**Stated task**
In the records below, swap "Objective" for "Goal" in the lines from the one containing "Objective — indicate one point on every instance of the petunia" through the end of the records, and give only those lines again with everything else unchanged.

**Location labeling records**

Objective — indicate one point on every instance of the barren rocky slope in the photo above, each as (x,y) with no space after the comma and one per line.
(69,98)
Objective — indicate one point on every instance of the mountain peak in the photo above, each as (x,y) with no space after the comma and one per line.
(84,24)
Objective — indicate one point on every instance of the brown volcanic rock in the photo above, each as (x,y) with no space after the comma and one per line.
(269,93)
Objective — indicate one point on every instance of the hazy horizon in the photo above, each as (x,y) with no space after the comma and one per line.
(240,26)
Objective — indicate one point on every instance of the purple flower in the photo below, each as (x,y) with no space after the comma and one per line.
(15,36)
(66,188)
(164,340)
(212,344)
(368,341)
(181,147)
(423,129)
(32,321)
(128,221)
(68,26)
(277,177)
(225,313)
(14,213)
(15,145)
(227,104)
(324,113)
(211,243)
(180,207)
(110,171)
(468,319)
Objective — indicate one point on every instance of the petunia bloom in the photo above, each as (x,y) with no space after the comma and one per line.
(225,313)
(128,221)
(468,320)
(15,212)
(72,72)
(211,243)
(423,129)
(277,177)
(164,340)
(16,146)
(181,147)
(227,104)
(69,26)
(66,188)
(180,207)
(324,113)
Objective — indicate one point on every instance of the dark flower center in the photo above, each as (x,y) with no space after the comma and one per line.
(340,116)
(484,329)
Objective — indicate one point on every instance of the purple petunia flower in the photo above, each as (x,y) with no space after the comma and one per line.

**Response to this exercise**
Goal — indicate one point on every instance of the petunia bloom in the photo above, each as (x,y) with no space after the comma and one per line.
(225,313)
(128,221)
(468,320)
(15,212)
(72,72)
(211,243)
(423,129)
(277,177)
(164,340)
(16,146)
(181,147)
(227,104)
(69,26)
(66,188)
(180,207)
(324,113)
Goal — indicate one point on every instance of the dark flower center in the photo above, each as (x,y) with no space after the comma and one per line.
(340,116)
(484,329)
Goal — indicate one point on every instance of the purple petunia flower in the photo above, each as (x,y) with no space after the comma and one per line.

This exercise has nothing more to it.